## Task directions
In every row below, replace "square brackets" with "round brackets" and leave everything else unchanged.
* begin Extracted records *
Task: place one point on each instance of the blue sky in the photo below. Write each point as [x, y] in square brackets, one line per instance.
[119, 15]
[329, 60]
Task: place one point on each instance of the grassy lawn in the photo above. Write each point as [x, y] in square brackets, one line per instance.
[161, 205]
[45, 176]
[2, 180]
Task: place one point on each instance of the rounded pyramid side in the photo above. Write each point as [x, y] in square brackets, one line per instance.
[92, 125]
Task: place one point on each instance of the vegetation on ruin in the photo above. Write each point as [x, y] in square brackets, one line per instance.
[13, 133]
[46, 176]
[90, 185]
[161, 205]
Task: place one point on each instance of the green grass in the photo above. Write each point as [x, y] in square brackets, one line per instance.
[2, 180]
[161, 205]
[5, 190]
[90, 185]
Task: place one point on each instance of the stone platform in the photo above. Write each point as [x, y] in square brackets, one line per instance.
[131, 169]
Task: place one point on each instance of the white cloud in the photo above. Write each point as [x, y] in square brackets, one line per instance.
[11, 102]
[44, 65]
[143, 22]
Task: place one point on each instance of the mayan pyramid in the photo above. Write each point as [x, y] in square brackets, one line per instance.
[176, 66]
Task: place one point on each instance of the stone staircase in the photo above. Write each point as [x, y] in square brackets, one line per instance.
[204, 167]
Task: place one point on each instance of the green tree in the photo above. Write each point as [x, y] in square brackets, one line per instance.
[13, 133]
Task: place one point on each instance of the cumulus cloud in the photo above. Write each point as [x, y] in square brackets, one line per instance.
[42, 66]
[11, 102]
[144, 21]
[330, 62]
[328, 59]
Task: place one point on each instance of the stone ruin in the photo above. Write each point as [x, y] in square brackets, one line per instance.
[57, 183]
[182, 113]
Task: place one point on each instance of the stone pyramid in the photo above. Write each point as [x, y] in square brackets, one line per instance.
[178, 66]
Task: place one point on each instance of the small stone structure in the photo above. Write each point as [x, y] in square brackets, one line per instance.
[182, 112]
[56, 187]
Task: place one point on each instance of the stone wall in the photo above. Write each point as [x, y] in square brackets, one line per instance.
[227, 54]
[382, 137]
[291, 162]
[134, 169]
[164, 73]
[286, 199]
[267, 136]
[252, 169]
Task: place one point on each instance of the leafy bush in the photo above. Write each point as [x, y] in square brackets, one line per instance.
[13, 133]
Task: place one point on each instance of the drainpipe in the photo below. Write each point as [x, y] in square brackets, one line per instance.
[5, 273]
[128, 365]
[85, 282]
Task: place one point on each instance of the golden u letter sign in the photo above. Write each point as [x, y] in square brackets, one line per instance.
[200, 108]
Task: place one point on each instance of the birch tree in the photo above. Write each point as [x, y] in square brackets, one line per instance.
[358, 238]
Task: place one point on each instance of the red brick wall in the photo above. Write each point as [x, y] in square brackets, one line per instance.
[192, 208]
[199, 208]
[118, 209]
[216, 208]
* end Extracted records *
## Result
Task: place one point on each instance of the blue sky in the photo below. Write each point as [x, y] in round brackets, one line per instance.
[119, 15]
[329, 60]
Task: place one point on each instance of the grassy lawn in the photo above. Write each point as [x, y] in round brackets, one line per instance.
[161, 205]
[45, 176]
[2, 180]
Task: place one point on each instance of the rounded pyramid side in the photo above. Write each point as [x, y] in round brackets, one line per instance.
[92, 125]
Task: place one point on each instance of the vegetation on ruin in the photo above. Write each point as [x, y] in round brackets, one line per instance.
[13, 133]
[46, 176]
[90, 185]
[161, 205]
Task: place one point on each instance of the green grass in the photo above. Write each point as [x, y] in round brackets, one line per instance.
[2, 180]
[161, 205]
[5, 190]
[90, 185]
Task: place one point on each instance of the stone platform in the photo above. Write each point as [x, y] in round brackets, one line per instance.
[131, 169]
Task: place one point on each instance of the white cloud in the photo above. Write each point as [x, y] in round brackets, one line per instance.
[11, 102]
[44, 65]
[143, 22]
Task: place one point on each instance of the mayan pyramid in the photo above. Write each point as [x, y] in round brackets, one line per instance.
[176, 66]
Task: place one point on each instance of the stone staircase in the photo above. Write each point as [x, y] in round brackets, one line per instance.
[204, 167]
Task: place one point on each instance of the green tree in the photo above. Write each point as [x, y] in round brackets, one line per instance.
[13, 133]
Task: place one point on each instance of the cumulus cloud in the photo above. Write each point as [x, y] in round brackets, one line per instance.
[42, 66]
[11, 102]
[144, 21]
[330, 62]
[328, 59]
Task: place one point on each instance of the stone ruin in the photo above. Write each point as [x, y] in round brackets, one line per instance.
[57, 183]
[182, 113]
Task: place one point on each instance of the stone pyramid in the photo above. Write each point as [x, y] in round brackets, one line per instance.
[178, 66]
Task: place one point on each instance of the small stone structure in the photo above. Write each point as [x, y] in round brackets, one line per instance.
[182, 112]
[56, 187]
Task: place one point on each instance of the stone wall in the photo above. Write each point as [x, y] in round brackets, one line per instance.
[227, 54]
[382, 137]
[291, 162]
[134, 169]
[164, 73]
[286, 199]
[267, 136]
[252, 169]
Task: place one point on each instance of the leafy bush in the photo above. Write each point as [x, y] in round brackets, one line per instance.
[13, 133]
Task: place one point on each instance of the drainpipe in the photo below. Write each point as [x, y] in round brackets, one line per instance.
[5, 273]
[128, 365]
[85, 282]
Task: place one point on each instance of the golden u letter sign in the photo above. Write each point as [x, y] in round brackets, one line per instance.
[200, 108]
Task: place one point on each instance of the birch tree in the photo above. Write each point as [x, y] in round brackets, one line per instance.
[358, 238]
Task: place one point on each instance of the red brick wall in the photo above. Write each point as [x, y] in round brackets, one line per instance.
[192, 208]
[199, 208]
[118, 209]
[216, 208]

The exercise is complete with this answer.